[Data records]
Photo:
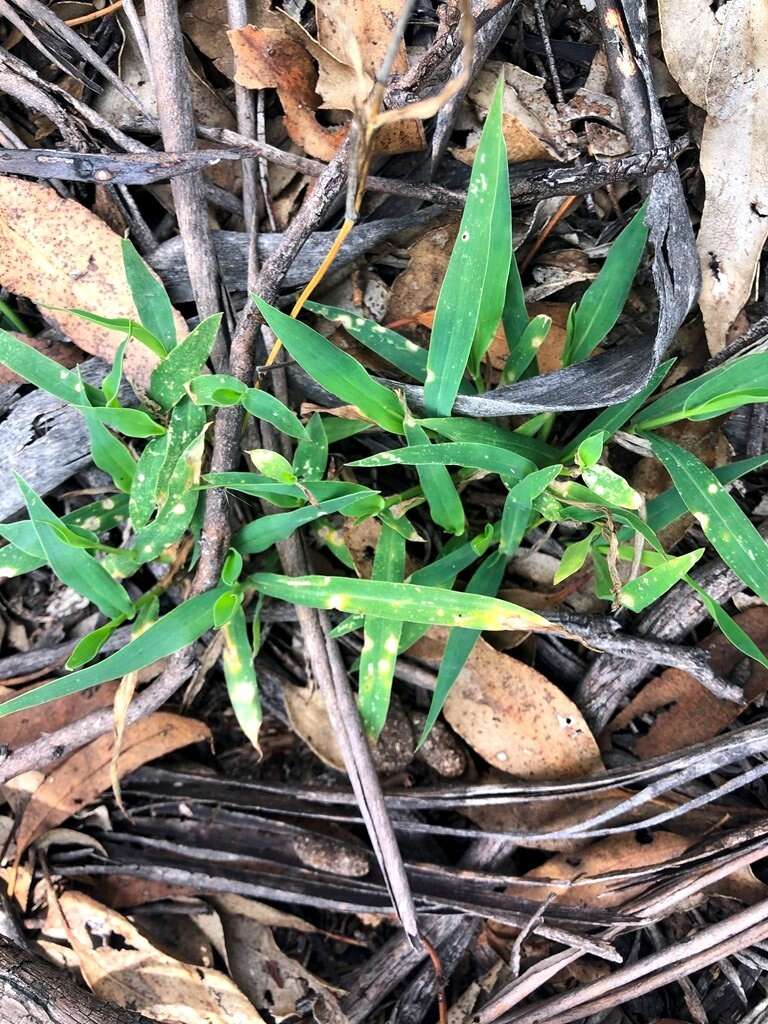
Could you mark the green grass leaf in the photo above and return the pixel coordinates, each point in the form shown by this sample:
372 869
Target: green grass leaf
472 295
398 601
522 350
479 431
263 406
334 370
240 673
168 380
646 589
180 627
740 382
381 638
600 306
485 580
74 566
40 371
310 458
150 297
466 454
723 522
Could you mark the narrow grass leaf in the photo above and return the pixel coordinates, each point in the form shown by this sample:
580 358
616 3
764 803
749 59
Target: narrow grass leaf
442 498
381 638
723 522
472 295
263 406
334 370
150 297
398 601
40 371
601 304
523 350
409 357
184 361
74 566
485 581
240 673
740 382
262 534
467 454
479 431
110 454
182 626
638 594
310 458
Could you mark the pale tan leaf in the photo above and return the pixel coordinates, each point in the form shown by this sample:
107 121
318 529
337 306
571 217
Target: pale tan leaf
267 58
614 853
139 976
517 720
55 252
720 59
272 980
85 775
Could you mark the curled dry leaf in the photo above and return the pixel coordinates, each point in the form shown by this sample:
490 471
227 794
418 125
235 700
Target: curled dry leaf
267 58
677 712
55 252
517 720
124 968
720 60
615 853
352 38
306 711
532 128
272 980
86 774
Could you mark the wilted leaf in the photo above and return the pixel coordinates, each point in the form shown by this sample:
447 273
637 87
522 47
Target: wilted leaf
678 712
56 252
517 720
85 775
720 60
131 972
615 853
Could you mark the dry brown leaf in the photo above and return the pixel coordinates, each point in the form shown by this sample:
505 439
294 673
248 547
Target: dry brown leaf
140 977
614 853
270 978
86 774
720 60
267 58
309 719
683 712
54 251
517 720
306 711
532 128
355 31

Task description.
Edit the listing above so that each "Target" becomes "Object", keeping every other part the same. Leave the pictures out of the result.

The completed task.
Photo:
Could you mark the green grass leaf in the photo above and return the pixel coordinates, each point in the form shown by this sample:
372 869
Object: green grass leaf
472 295
398 601
522 350
479 431
263 406
334 370
240 673
168 380
646 589
180 627
740 382
381 638
600 306
485 580
74 566
40 371
310 458
150 297
466 454
723 522
Could you mark the narrow grass leaf in the photo above and return the pixel coordinates, each point in the form shown by this sample:
580 358
616 3
764 803
749 59
Object: narrow grass leaf
442 498
381 638
723 522
472 295
263 406
334 370
150 297
398 601
40 371
601 304
523 350
409 357
184 361
74 566
485 581
240 673
740 382
262 534
467 454
479 431
110 454
182 626
638 594
310 458
Could you mark the pale tan leaf in the photo above and return the pixel coordinates, each point in the form shown by this sample:
107 121
318 529
337 306
571 217
Object: pale tan leaf
267 58
614 853
139 976
517 720
55 252
720 59
272 980
85 775
Could you mark the curled dry leaf in the photo above and return the pixel coordinates, each point in the form shown by this sample:
490 471
227 794
418 125
235 700
Object: curled dry leaf
267 58
677 712
55 252
517 720
124 968
720 60
615 853
352 38
306 711
532 128
272 980
86 774
Could you mark the wilted leaf in the photo above and return the pixel coordinates, each point in the form shown by this sample:
447 273
637 87
522 47
Object: wilted leaf
678 712
56 252
517 720
85 775
720 60
131 972
615 853
Could you mark the dry brown leaf in the photo above and return the pixel coordinates, each point in the form shown by this sample:
505 439
294 673
248 547
Object: dry brown leaf
140 977
614 853
270 978
86 774
720 60
267 58
309 719
683 712
54 251
517 720
306 711
532 128
355 31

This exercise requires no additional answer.